**** Supplied data
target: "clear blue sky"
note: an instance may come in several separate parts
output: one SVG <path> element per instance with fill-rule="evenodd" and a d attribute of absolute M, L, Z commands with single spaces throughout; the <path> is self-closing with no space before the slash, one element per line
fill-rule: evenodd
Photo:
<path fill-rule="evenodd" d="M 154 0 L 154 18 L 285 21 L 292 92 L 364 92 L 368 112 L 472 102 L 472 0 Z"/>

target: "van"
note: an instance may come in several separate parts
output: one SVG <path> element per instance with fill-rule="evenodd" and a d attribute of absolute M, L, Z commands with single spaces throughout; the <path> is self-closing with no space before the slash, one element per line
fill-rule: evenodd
********
**Aim of the exercise**
Copy every one of the entries above line for line, changing no character.

**Output of the task**
target: "clear blue sky"
note: an instance may come in several separate parts
output: one SVG <path> element per instance with fill-rule="evenodd" and a d attribute of absolute M, L, Z commands with single spaces throughout; the <path> is self-closing with no space before the slash, one element per line
fill-rule: evenodd
Photo:
<path fill-rule="evenodd" d="M 154 0 L 154 18 L 285 21 L 292 92 L 364 92 L 368 112 L 472 102 L 472 0 Z"/>

target: "van"
note: an instance may come in several separate parts
output: one SVG <path> element per instance with fill-rule="evenodd" and a d attribute of absolute M, L, Z commands with single spaces throughout; the <path> is self-closing with no space before the slash, one element per line
fill-rule: evenodd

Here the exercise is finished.